Directions for this task
Each entry should be quoted word for word, including every mark of punctuation.

Extracted information

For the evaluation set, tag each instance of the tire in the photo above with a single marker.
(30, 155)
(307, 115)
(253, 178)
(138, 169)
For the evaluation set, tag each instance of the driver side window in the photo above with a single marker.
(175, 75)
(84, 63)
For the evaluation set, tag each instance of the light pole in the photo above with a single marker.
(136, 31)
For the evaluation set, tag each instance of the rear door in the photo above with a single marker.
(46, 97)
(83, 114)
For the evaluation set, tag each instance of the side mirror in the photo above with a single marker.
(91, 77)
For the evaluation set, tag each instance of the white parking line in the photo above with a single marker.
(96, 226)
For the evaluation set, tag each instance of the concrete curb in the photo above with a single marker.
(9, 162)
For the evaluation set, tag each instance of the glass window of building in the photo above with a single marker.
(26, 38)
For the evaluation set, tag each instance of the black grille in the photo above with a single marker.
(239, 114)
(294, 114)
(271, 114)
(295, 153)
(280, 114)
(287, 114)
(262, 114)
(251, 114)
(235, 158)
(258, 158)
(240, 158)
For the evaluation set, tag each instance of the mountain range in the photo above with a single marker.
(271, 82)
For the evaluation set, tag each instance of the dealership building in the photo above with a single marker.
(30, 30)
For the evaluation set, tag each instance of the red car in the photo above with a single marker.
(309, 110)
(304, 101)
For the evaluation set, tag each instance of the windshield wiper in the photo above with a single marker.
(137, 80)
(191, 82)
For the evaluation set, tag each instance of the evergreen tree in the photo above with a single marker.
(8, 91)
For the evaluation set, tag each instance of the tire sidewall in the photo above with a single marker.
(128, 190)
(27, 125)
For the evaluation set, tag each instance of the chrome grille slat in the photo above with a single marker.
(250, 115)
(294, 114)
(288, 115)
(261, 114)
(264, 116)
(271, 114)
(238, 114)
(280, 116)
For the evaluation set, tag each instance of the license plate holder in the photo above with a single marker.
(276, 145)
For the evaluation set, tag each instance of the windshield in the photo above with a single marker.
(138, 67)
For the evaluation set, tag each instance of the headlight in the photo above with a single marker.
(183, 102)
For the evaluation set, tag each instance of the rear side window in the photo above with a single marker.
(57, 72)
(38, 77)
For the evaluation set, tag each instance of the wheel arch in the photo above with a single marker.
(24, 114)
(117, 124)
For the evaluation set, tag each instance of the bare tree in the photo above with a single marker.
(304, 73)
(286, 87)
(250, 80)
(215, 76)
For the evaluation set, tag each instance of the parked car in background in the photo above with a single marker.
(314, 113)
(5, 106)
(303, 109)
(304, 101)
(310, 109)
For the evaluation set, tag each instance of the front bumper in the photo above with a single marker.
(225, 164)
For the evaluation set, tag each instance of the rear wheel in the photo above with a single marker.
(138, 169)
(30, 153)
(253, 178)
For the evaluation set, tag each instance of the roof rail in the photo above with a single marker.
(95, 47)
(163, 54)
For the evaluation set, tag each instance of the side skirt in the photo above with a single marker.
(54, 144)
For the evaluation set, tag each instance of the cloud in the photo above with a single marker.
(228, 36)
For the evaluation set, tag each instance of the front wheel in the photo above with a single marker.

Response
For the evaluation set, tag each instance of the tire in the photo above with a single marker.
(30, 155)
(307, 115)
(253, 178)
(138, 169)
For the evaluation set, tag each instance of the driver side window in the photo above with a single marker.
(175, 75)
(84, 63)
For the evaluation set, tag each instance of the light pole in the photo above with a single marker.
(136, 31)
For the evaluation set, tag each instance of the rear door in the photo above with a single marker.
(46, 97)
(83, 114)
For the evaluation set, tag each instance of the side mirror in the photo above with a single marker.
(91, 77)
For the evaluation set, tag each instance of the white parking line in the photo above with a single marker.
(96, 226)
For the evaluation set, tag each instance of the concrete curb in the photo above with a single marker.
(9, 162)
For the evaluation set, tag each instance of the glass window of building in the photo above with a single marker.
(26, 38)
For the evaluation set, tag each instance of the black grille in the photo above with a single marker.
(239, 114)
(294, 114)
(271, 114)
(295, 153)
(280, 114)
(287, 114)
(262, 114)
(251, 114)
(235, 158)
(258, 158)
(240, 158)
For the evaluation set, tag each instance of the mountain range in the photo above with a single marker.
(271, 82)
For the evaluation set, tag each instance of the dealership building in the photo above with a single marker.
(30, 30)
For the evaluation set, tag each instance of the red car in the photo above with a single marker.
(309, 110)
(304, 101)
For the evaluation set, tag each instance of the windshield wiper in the photo above with a single marker.
(137, 80)
(191, 82)
For the evaluation set, tag each instance of the evergreen tree in the photo above with a single marker.
(8, 91)
For the evaluation set, tag each instance of the tire sidewall in the photo above with a single marker.
(128, 190)
(27, 125)
For the evaluation set, tag each instance of the chrome grille slat in the photo above with a single marker.
(250, 115)
(294, 114)
(288, 115)
(261, 114)
(264, 116)
(271, 114)
(238, 114)
(280, 116)
For the evaluation set, tag each instance of the license plate holder in the photo above with a single marker.
(276, 145)
For the evaluation set, tag each instance of the windshield in the photo above with a single marker.
(138, 67)
For the evaluation set, tag each instance of the headlight in the photo above with a single marker.
(183, 102)
For the evaluation set, tag each instance of the rear side window in the photo above with a single marker.
(57, 72)
(38, 77)
For the evaluation set, tag each instance of the wheel arch in the photo above with a single marker.
(24, 114)
(117, 124)
For the evaluation set, tag each instance of the bare tree in the photo above with a single marker.
(304, 73)
(286, 87)
(250, 80)
(215, 76)
For the evaluation set, tag each instance of the parked car in background in the photo above with a single marker.
(314, 113)
(5, 106)
(303, 109)
(304, 101)
(310, 109)
For the evaluation set, tag each instance of the front bumper in the photo above with a single marker.
(225, 164)
For the evaluation set, tag each instance of the rear wheel in the photo above with a single marker.
(138, 169)
(30, 153)
(253, 178)
For the evaluation set, tag each instance of the roof rail in the photo above with a single marker.
(95, 47)
(163, 54)
For the evaluation set, tag each instance of the side skirt in the photo above with a single marker.
(54, 144)
For the evaluation set, tag each instance of the cloud in the photo above with a single marker.
(228, 36)
For the evaluation set, tag each instance of the front wheel in the photo above with a single marker.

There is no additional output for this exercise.